__Consigna__:
Responde estas preguntas con base en el texto sobre niños víctimas de violencia en Medellín.
1. ¿Durante cuántos días fue reportado como desaparecido Marlon Andrés Cuesta?
2. ¿Cuántos menores de 13 años murieron este año por causas violentas en la ciudad?
3. ¿Qué edad tenía Sindy Johana Toro Pérez?

__Fragmento seleccionado__:
○ ○ ○ ○ ○
Marlon Andrés fue hallado dentro de un costal. A Sindy Johana la encontraron abandonada, desnuda y sin vida. A Juan Esteban le dispararon sicarios. “¿Algo debían?”. Esa pregunta es despreciable. Es más pertinente preguntarse ¿como sociedad qué les quedamos debiendo?
¿Cómo debería morir un niño? La pregunta conmueve; intentar respuestas sacude el corazón. Tal vez solo una alternativa podría tener cabida en esa dura realidad: la de morir en paz.
La de Marlon Andrés Cuesta, un niño de Medellín, es una vida truncada. Y no fue en paz. Fue reportado como desaparecido durante once días y la búsqueda terminó con un hallazgo macabro: su cuerpo estaba abandonado dentro de un costal, atado de pies y manos. Según adelantó el comandante de la Policía Metropolitana, general Eliécer Camacho, Marlon Andrés perdió la vida por asfixia mecánica. Tenía seis años. La mamá, Sandra Milena, ahora tiene acompañamiento de la Policía. Dice el general Camacho que por amenazas.
La indiferencia ya no tiene cabida en una ciudad donde este año seis menores de 13 años murieron por causas violentas. Tampoco es posible la mirada corta que sirve de consuelo porque la violencia de este tipo golpea es en “otros barrios”.
¿Debe morir un niño de esa manera? ¿O debe vivir, como les ocurre a otros, obligado por la delincuencia a esconder y transportar armas y drogas o a funcionar como vigilante y campanero al servicio de traficantes? ¿O debe ser “alquilado” por sus padres (¿también debería ponerse padres entre comillas?) para que preste tareas de mendicidad? Ocurre en Medellín.
Y también mueren niños como Sindy Johana Toro Pérez. Tenía doce años. Fue reportada por sus familiares como desaparecida y luego hallada desnuda y sin vida. Según Medicina Legal, la niña fue abusada sexualmente y luego estrangulada. O como Juan Esteban Ardila Velásquez, de 16 años, atacado a disparos por sicarios.
○ ○ ○ ○ ○
__Datos proporcionados__:
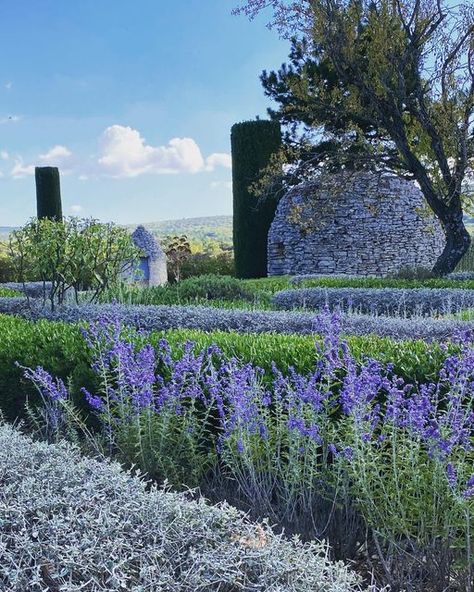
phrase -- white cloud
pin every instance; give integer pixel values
(10, 119)
(58, 155)
(221, 184)
(20, 169)
(125, 153)
(218, 159)
(55, 154)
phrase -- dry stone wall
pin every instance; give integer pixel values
(363, 224)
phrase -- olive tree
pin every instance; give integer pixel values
(72, 255)
(385, 84)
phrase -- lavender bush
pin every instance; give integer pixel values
(379, 301)
(348, 438)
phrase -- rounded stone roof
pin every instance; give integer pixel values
(353, 223)
(147, 243)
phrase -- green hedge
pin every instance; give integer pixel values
(370, 282)
(60, 349)
(9, 293)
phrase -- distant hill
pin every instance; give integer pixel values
(210, 228)
(5, 232)
(218, 228)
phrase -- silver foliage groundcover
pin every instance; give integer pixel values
(381, 301)
(75, 524)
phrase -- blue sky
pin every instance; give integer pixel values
(133, 100)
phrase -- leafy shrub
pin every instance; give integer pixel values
(388, 301)
(100, 539)
(208, 264)
(7, 292)
(414, 273)
(7, 269)
(464, 280)
(31, 289)
(70, 255)
(194, 290)
(60, 349)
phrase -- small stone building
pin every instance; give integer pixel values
(152, 269)
(360, 223)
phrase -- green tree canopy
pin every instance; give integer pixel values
(385, 84)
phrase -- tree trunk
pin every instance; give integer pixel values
(458, 240)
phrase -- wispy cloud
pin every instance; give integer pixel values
(58, 155)
(124, 152)
(10, 119)
(221, 185)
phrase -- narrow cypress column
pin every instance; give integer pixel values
(48, 193)
(253, 143)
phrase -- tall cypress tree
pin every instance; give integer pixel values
(253, 143)
(48, 193)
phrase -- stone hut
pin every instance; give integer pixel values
(360, 223)
(152, 269)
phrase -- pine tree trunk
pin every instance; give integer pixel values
(458, 240)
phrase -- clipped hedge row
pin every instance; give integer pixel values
(60, 348)
(461, 280)
(381, 301)
(71, 523)
(206, 318)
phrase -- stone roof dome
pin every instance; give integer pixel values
(147, 243)
(359, 223)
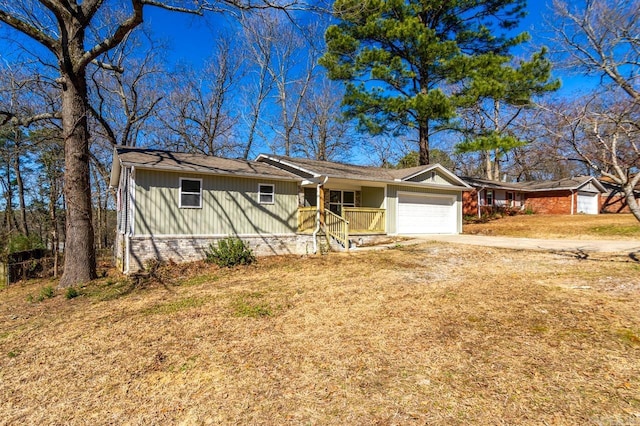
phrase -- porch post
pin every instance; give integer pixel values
(321, 203)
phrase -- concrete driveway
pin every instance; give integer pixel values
(611, 246)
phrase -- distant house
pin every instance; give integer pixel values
(171, 205)
(614, 200)
(565, 196)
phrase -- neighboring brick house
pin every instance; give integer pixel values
(613, 200)
(173, 205)
(565, 196)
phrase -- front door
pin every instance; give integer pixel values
(340, 199)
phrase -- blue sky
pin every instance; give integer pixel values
(190, 37)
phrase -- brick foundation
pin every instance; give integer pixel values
(189, 249)
(552, 202)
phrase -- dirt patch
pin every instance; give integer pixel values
(425, 334)
(605, 226)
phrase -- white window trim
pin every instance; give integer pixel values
(272, 193)
(493, 197)
(191, 193)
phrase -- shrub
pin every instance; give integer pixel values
(230, 252)
(71, 293)
(46, 292)
(21, 242)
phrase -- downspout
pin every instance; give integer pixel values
(571, 200)
(315, 232)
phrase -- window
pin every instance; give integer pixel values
(510, 199)
(339, 199)
(190, 193)
(265, 193)
(489, 198)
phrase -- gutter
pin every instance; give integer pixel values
(315, 232)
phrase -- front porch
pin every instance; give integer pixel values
(360, 220)
(354, 221)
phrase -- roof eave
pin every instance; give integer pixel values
(288, 164)
(210, 172)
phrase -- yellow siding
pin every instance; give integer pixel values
(229, 206)
(372, 197)
(392, 203)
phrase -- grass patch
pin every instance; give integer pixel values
(14, 353)
(251, 305)
(629, 337)
(175, 306)
(46, 292)
(613, 230)
(198, 280)
(603, 226)
(431, 334)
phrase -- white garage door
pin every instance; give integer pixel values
(587, 203)
(427, 214)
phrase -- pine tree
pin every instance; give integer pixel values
(396, 57)
(494, 94)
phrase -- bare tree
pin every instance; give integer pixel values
(286, 60)
(124, 98)
(76, 35)
(600, 39)
(322, 133)
(200, 114)
(603, 133)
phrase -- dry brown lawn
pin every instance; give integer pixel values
(426, 334)
(592, 227)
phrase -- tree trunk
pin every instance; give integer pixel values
(20, 183)
(423, 134)
(488, 169)
(80, 255)
(54, 224)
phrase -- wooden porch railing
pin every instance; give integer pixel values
(306, 219)
(364, 220)
(337, 227)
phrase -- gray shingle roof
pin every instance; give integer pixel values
(532, 186)
(198, 163)
(348, 171)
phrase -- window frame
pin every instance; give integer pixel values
(272, 193)
(489, 195)
(181, 192)
(511, 198)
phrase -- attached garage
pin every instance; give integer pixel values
(426, 214)
(588, 202)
○ ○ ○ ○ ○
__Solución escrita__:
1. Durante once días.
2. Seis.
3. Doce años.